* BEGIN Working data *

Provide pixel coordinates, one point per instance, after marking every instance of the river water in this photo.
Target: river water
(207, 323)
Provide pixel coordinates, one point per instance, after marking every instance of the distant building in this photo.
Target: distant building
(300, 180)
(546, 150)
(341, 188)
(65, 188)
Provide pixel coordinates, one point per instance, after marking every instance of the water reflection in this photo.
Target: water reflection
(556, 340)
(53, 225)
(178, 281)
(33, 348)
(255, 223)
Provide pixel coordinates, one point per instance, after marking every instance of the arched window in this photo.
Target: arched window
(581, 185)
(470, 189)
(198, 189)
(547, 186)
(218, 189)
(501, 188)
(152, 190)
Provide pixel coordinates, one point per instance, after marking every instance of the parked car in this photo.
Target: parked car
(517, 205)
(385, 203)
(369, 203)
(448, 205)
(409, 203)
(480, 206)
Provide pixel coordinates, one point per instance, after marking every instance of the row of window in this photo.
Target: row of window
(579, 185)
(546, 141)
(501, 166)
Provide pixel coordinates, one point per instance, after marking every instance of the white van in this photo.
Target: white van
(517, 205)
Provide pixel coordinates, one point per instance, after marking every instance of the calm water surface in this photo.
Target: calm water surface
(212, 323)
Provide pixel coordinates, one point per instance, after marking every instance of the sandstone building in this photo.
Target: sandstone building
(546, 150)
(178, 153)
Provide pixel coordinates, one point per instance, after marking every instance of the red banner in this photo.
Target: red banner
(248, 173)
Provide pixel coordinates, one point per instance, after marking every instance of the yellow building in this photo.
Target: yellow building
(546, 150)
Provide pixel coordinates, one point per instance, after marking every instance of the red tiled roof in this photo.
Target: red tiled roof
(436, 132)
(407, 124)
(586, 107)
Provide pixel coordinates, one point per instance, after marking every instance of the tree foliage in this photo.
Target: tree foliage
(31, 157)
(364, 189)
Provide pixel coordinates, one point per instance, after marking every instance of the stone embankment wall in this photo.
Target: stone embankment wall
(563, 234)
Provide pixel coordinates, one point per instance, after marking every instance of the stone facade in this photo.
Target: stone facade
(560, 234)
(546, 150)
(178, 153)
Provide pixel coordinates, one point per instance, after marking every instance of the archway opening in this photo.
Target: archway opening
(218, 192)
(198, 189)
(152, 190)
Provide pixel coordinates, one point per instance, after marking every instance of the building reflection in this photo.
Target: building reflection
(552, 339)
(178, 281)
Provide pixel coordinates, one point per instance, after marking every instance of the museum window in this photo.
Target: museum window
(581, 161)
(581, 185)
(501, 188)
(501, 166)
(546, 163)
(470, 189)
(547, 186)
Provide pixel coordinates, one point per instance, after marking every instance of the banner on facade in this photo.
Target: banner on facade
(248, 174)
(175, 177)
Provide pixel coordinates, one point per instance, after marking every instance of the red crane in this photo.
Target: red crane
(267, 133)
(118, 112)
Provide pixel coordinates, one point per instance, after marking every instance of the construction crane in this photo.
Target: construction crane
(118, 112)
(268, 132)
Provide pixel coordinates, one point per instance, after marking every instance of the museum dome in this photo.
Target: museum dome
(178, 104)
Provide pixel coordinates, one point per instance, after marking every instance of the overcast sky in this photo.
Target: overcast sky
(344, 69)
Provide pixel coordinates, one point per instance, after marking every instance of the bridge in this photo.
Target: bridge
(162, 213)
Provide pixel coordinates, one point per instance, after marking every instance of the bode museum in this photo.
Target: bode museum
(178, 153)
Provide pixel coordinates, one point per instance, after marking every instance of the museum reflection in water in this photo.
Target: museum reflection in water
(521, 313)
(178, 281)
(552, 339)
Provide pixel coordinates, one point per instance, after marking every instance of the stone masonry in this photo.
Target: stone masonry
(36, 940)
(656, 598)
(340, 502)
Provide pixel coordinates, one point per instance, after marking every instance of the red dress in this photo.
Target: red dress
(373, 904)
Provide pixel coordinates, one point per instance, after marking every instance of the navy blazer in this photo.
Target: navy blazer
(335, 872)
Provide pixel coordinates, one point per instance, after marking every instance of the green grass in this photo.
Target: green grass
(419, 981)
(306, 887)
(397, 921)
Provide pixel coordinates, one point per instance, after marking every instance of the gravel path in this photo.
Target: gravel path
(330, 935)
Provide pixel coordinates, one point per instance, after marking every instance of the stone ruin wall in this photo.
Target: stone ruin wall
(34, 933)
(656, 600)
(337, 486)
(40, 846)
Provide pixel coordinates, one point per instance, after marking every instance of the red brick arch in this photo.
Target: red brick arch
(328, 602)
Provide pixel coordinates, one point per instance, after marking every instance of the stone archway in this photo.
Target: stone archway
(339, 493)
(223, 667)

* END Working data *

What needs to be done> Every record shown above should be written out again exactly.

Exercise result>
Provide pixel coordinates, one point per instance, after marking every instance of the river water in this photo.
Target: river water
(207, 323)
Provide pixel coordinates, one point per instance, after marking every instance of the distant building in this photo.
Target: distant building
(300, 180)
(546, 150)
(341, 188)
(65, 188)
Provide pixel coordinates, one point per instance, after marking every instance of the water reflection in this photo.
Target: water reflection
(556, 340)
(53, 225)
(178, 281)
(33, 348)
(255, 223)
Provide pixel coordinates, one point per instance, after marking every instance of the arched window in this photo.
Target: arched window
(581, 185)
(470, 189)
(198, 189)
(547, 186)
(218, 189)
(501, 188)
(152, 190)
Provide pixel coordinates, one point per instance, after marking every instance of the parked car in this photo.
Target: parked car
(517, 205)
(385, 203)
(369, 203)
(448, 205)
(409, 203)
(480, 206)
Provide pixel coordinates, one point per instance, after marking every instance of the row of window in this photo.
Target: row of window
(579, 185)
(546, 141)
(501, 166)
Provide pixel coordinates, one point per instance, after marking every instance of the white van in this photo.
Target: white van
(517, 205)
Provide pixel coordinates, one point per instance, after marking every instance of the calm water surface in this photo.
Target: calm water surface
(212, 323)
Provide pixel coordinates, one point per instance, after marking every instance of the sandstone building in this photo.
Target: sandstone building
(546, 150)
(178, 153)
Provide pixel coordinates, one point per instance, after marking every instance of the red banner in this photo.
Target: red banner
(248, 173)
Provide pixel coordinates, one point per instance, after marking every instance of the yellow building in this photo.
Target: yellow building
(546, 150)
Provide pixel coordinates, one point per instance, after marking every instance of the red tiled roof in this photo.
Target: red tiled roof
(436, 132)
(407, 124)
(586, 107)
Provide pixel coordinates, one point per instance, after marking every instance of the tree foliage in this photo.
Target: tree foliage
(31, 157)
(364, 189)
Provide pixel coordinates, one point per instance, after marking every instance of the stone embankment wall in this photo.
Target: stone embankment wall
(563, 234)
Provide pixel coordinates, one point per instance, after marking every instance of the stone facade in this photo.
Target: stone facade
(560, 234)
(546, 150)
(178, 153)
Provide pixel coordinates, one point per instance, after marking every instance of the archway opening in this photo.
Target: archway opening
(218, 192)
(198, 189)
(152, 190)
Provide pixel coordinates, one point per instance, after marking every instance of the building reflection in this photo.
Target: building reflection
(552, 339)
(178, 281)
Provide pixel coordinates, one point per instance, after marking every instance of the museum window in this photo.
Target: museum window
(581, 161)
(581, 185)
(501, 188)
(501, 166)
(546, 163)
(470, 189)
(547, 186)
Provide pixel coordinates, one point per instance, after marking every instance of the banner on facade in this photo.
Target: banner on facade
(248, 174)
(175, 177)
Provide pixel coordinates, one point per instance, after marking every instance of the red crane in this photo.
Target: red crane
(267, 133)
(118, 112)
Provide pixel coordinates, one point per instance, after marking every instance of the construction crane in this photo.
Target: construction crane
(118, 112)
(268, 132)
Provide pixel coordinates, one point per instance, after marking every instance of the museum dome in this photo.
Target: museum dome
(178, 104)
Provide pixel coordinates, one point per instance, after marking every instance of the overcast sky in this photo.
Target: overcast sky
(344, 69)
Provide pixel coordinates, one point per instance, after marking every instance of the bridge in this photo.
Target: bridge
(162, 213)
Provide pixel coordinates, one point per instance, after marking every instance of the bode museum in this photo.
Target: bode museum
(178, 153)
Provide pixel coordinates, one point per instance, after marking every instance of the museum reflection in water in this photo.
Target: museum reflection in water
(521, 313)
(178, 281)
(552, 339)
Provide pixel coordinates, one point per instance, after marking every instance of the stone masonry in this photo.
Target: stone masonry
(36, 940)
(656, 598)
(340, 502)
Provide pixel coordinates, one point per instance, after marking every instance of the red dress in this photo.
Target: red dress
(373, 904)
Provide pixel coordinates, one point per instance, after marking every instance of the navy blazer in this photo.
Target: navy blazer
(335, 872)
Provide pixel coordinates, one point per instance, after marking every instance of the green grass in this photo.
Target: green grass
(419, 981)
(306, 887)
(397, 921)
Provide pixel coordinates, one point per instance, after marking every instance of the gravel path in this photo.
Target: gravel path
(330, 935)
Provide pixel coordinates, one point per instance, after marking every instance of the stone ruin wall in this photo.
Target: stone ruin wall
(34, 933)
(656, 600)
(337, 486)
(40, 846)
Provide pixel coordinates, one point per instance, after marking every instance of the red brick arch in this photo.
Target: red brick arch
(328, 602)
Provide pixel coordinates, one point per instance, after marking every instance of the stone archway in this photo.
Target: stone archway
(339, 493)
(223, 667)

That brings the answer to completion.